— Start Data lines —

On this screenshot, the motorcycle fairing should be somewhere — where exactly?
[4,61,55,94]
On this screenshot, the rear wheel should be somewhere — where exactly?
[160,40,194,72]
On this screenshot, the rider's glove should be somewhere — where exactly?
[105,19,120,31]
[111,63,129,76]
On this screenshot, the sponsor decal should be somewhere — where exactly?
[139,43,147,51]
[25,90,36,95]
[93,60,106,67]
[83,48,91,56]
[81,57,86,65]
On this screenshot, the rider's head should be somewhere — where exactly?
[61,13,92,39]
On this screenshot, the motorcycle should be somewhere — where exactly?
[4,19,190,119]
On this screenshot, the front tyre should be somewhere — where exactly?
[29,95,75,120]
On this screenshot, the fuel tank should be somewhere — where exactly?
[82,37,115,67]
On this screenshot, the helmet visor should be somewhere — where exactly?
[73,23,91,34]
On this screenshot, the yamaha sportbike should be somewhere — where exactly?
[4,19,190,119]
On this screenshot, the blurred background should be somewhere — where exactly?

— End Data lines —

- Stated task -
Find every line in the data above that contains the word "motorcycle" and copy each of those lines out in full.

- Final result -
On this screenshot, the motorcycle fairing should be somewhere — where exactly?
On this screenshot, the motorcycle should be somewhere — where exactly?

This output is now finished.